Traditionally, hardware purchases for the RCF have been made late in the fiscal year in order to maximize the resources obtained with the funds. In keeping with this tradition, the FY 2002 purchases are being made in the summer of 2002. But, due to the long shutdown of the RHIC machine that arose from the combining of the FY2001 and FY2002 runs and the need to accommodate upgrades to the experiments, which pushed the start of the next RHIC run into early FY 2003, it became clear that we could not put off the FY 2003 purchases to the summer of 2003. In order to obtain sufficient resources to approach the reconstruction and analysis of the data produced in Run-3, it was determined that the FY 2003 purchases would have to be made immediately at the beginning of FY 2003.

The estimates on needs and the cost to obtain the resources necessary to accommodate these needs then reflect the time scale of the purchases. The main impact on the estimates is that the same hardware parameters are used in each of the two purchases rather than being able to rely on Moore’s Law to improve the resources obtained in the FY 2003 purchase.


Current Estimates of Requirements:

The estimates made by the experiments are summarized in the following tables. The first table (Table I) contains the estimates of CPU, disk and bandwidth needed to reconstruct and analyze the expected data set size from a 25-week RHIC Au-AU run assuming a RHIC duty factor of 0.6.

Table I




The second table (Table II) contains the estimates constrained to the present RCF budget.

Table II


The experiments went from the “unconstrained” scenario to the “constrained” scenario through a variety of methods ranging from reducing the event rate, to increasing the time period over which the data will be reconstructed and analyzed, to changing the fundamental model of how data is stored moving from more expensive centralized RAID storage to less expensive distributed disk storage. None of the changes made by the experiments to reduce their needs are desirable since they all will increase the work needed to extract the physics from the experiments and reduce the physics impact of the data.
The third table (Table III) shows the percentage of the unconstrained estimates achieved under the constraints of the RCF budget.

Table III

The current RCF capacities are listed by experiments in Table IV.

Table IV


The above unconstrained and constrained scenarios were produced by the experiments over the course of the meetings of the task force. BRAHMS estimated their needs for a 25 week AU + Au run and based on their experience with the reconstruction and analysis of the Run-2 data, they determined that their greatest need was in the area of centralized disk space, since their present model is based on keeping a significant amount of data on disk. Therefore BRAHMS allocates the majority of its funds for disk purchases with a modest addition to their compute farms.

|---|

- **What the task requires**
Write out the part of the RCF hardware passage between "The experiments went" and "the RCF budget.", inclusive, with no changes.

- **Record excerpts**
|---|

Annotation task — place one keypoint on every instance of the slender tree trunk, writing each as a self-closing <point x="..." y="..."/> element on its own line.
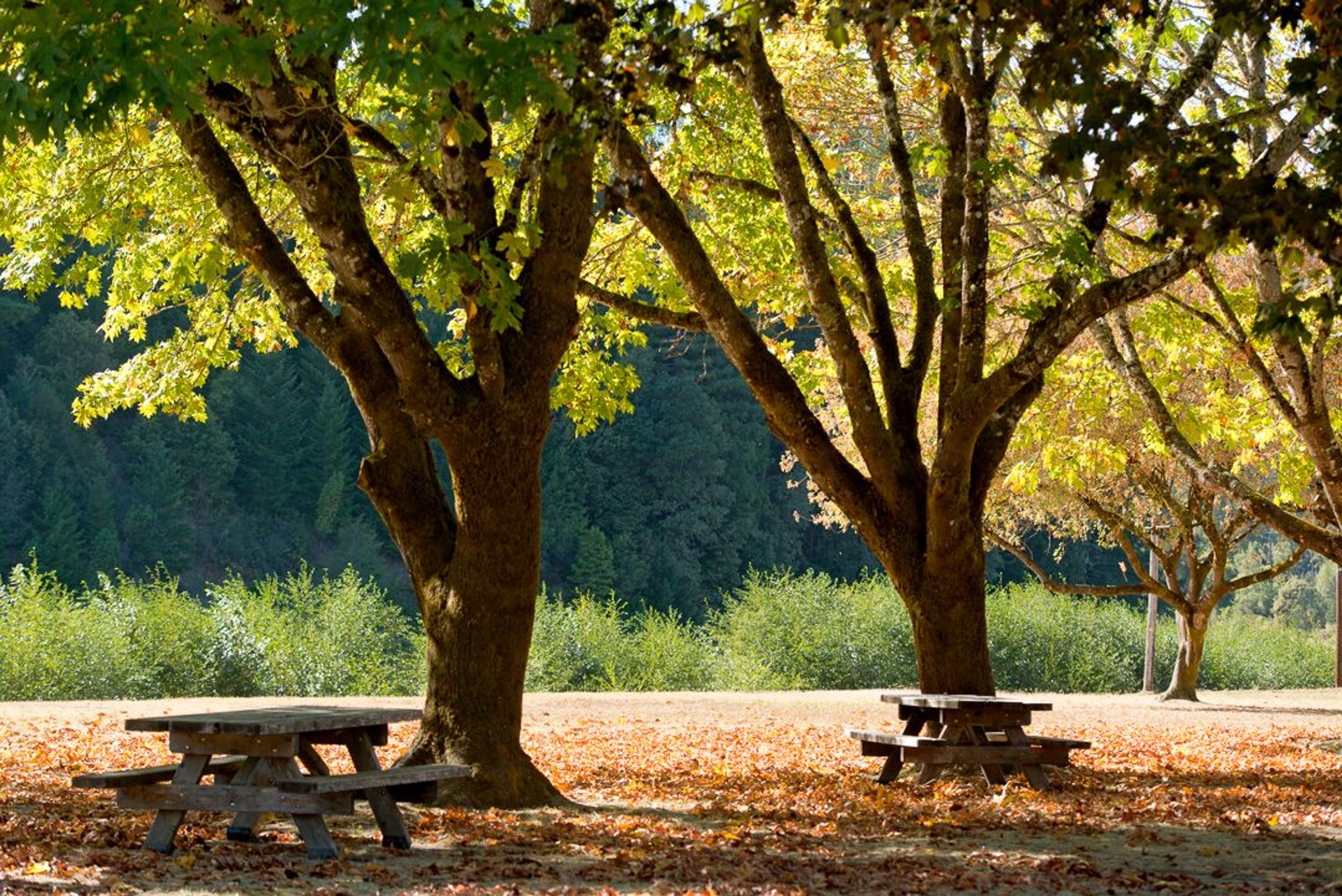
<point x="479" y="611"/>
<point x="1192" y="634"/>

|---|

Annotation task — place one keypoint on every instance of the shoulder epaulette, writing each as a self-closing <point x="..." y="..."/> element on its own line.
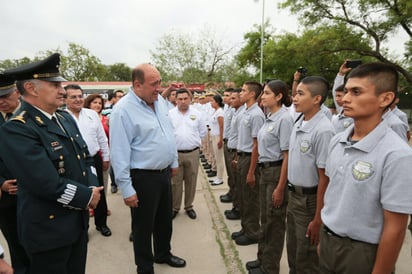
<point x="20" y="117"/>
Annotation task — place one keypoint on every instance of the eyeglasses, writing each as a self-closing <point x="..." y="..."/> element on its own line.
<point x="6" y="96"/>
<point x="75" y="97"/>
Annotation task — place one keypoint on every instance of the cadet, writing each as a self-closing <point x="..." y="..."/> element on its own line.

|---|

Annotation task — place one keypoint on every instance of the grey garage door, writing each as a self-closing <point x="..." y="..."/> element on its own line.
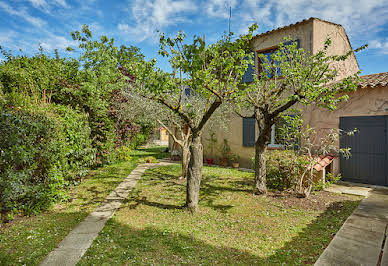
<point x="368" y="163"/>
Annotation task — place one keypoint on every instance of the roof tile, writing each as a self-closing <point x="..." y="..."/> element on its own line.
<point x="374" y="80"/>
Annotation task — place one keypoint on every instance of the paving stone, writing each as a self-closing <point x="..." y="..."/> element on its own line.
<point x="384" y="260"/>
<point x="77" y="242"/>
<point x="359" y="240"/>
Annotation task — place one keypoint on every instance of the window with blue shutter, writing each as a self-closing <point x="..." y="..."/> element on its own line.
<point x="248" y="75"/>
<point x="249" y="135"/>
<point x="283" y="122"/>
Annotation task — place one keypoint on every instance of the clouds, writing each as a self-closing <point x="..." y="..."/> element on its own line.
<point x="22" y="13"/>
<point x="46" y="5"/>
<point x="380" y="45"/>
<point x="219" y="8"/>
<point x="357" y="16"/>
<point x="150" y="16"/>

|---|

- **Full response**
The experiments went from the “unconstrained” scenario to the “constrained” scenario through a variety of methods ranging from reducing the event rate, to increasing the time period over which the data will be reconstructed and analyzed, to changing the fundamental model of how data is stored moving from more expensive centralized RAID storage to less expensive distributed disk storage. None of the changes made by the experiments to reduce their needs are desirable since they all will increase the work needed to extract the physics from the experiments and reduce the physics impact of the data.
The third table (Table III) shows the percentage of the unconstrained estimates achieved under the constraints of the RCF budget.